▶ [WORK TO BE COMPLETED] Arrange every line of the material below into a numbered list, leaving out any blank lines.

▶ [GIVEN RECORDS]
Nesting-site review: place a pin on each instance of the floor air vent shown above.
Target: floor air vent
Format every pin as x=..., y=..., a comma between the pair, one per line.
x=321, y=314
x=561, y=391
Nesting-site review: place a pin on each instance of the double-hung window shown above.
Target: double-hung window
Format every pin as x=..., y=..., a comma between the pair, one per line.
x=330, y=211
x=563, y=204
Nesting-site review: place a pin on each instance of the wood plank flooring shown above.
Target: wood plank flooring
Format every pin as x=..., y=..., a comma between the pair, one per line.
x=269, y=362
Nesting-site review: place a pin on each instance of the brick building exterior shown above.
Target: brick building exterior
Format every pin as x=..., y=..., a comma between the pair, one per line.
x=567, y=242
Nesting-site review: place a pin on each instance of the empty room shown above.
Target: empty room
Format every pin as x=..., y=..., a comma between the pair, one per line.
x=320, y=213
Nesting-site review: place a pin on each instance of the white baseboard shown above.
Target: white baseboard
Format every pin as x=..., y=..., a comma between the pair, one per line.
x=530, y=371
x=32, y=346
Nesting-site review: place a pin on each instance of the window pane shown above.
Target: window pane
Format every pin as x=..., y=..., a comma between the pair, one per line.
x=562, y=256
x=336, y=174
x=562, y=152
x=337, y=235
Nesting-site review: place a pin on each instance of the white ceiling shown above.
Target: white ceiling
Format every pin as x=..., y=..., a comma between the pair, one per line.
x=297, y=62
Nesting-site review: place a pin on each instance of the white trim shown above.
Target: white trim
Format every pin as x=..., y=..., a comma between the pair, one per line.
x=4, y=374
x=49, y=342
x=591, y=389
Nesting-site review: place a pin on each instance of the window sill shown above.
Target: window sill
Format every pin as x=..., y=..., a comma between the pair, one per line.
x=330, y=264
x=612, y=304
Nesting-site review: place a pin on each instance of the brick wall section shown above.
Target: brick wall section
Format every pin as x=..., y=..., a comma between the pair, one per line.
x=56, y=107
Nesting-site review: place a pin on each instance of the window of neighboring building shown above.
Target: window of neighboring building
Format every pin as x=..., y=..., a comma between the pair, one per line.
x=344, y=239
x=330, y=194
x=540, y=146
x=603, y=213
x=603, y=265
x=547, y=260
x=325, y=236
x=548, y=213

▶ [FULL SOLUTION]
1. Nesting-site review: place a pin on each instance of the floor air vent shown above.
2. Target: floor air vent
3. Format every pin as x=..., y=..., a comma between the pair, one per line.
4. x=321, y=314
5. x=561, y=391
6. Nesting-site review: place a pin on each instance of the double-hung window shown above.
7. Target: double-hung window
8. Format every pin as x=..., y=..., a comma between the pair, one per line.
9. x=330, y=211
10. x=563, y=204
11. Nesting-site review: place a pin on each instance of the wood plank flooring shown above.
12. Target: wood plank flooring
13. Format every pin as x=..., y=..., a comma between the pair, one per line.
14. x=269, y=362
15. Nesting-site review: place a pin on each instance of the brick building exterior shown above.
16. Target: brick building exterior
17. Format every pin as x=..., y=..., a comma between the pair, one per line.
18. x=567, y=242
19. Nesting-site review: place a pin on each instance of the empty room shown above.
20. Target: empty room
21. Format every pin as x=..., y=..., a comma between the pair, one per line.
22. x=320, y=213
23. Nesting-site review: place a pin on each instance of the white baseboard shown above.
24. Target: white baseboard
25. Format every pin as x=..., y=..., a comma between the pair, one per line.
26. x=530, y=371
27. x=32, y=346
28. Nesting-site review: place a pin on each instance of the window pane shown above.
29. Target: window pane
30. Format every pin as x=..., y=..., a comma between the pair, one per line.
31. x=562, y=256
32. x=336, y=174
33. x=562, y=152
34. x=337, y=235
35. Nesting-site review: place a pin on each instance of the white ceiling shown above.
36. Target: white ceiling
37. Format every pin as x=..., y=..., a comma between the pair, one per line.
38. x=297, y=62
39. Nesting-site review: place a pin on each instance of the white trim shown above.
40. Target: white trim
41. Format every pin as x=..., y=..., a comma between the pair, one per line.
42. x=4, y=374
43. x=49, y=342
44. x=591, y=389
45. Nesting-site review: place a pin on each instance of the window sill shown above.
46. Target: window sill
47. Format every pin as x=..., y=..., a comma between the pair, one per line.
48. x=330, y=264
49. x=612, y=304
50. Nesting-site review: place a pin on each instance of the brick wall section shown above.
51. Target: brick wall section
52. Format every pin as x=..., y=..., a comma between the pair, one per line.
53. x=56, y=107
54. Nesting-site review: place a pin on each instance of the window of neighboring building shown above.
55. Target: window of neighboring building
56. Format every pin as x=..., y=..., a comma between the pair, one per line.
57. x=344, y=239
58. x=330, y=194
59. x=540, y=146
60. x=603, y=213
61. x=603, y=265
62. x=547, y=260
63. x=325, y=236
64. x=548, y=213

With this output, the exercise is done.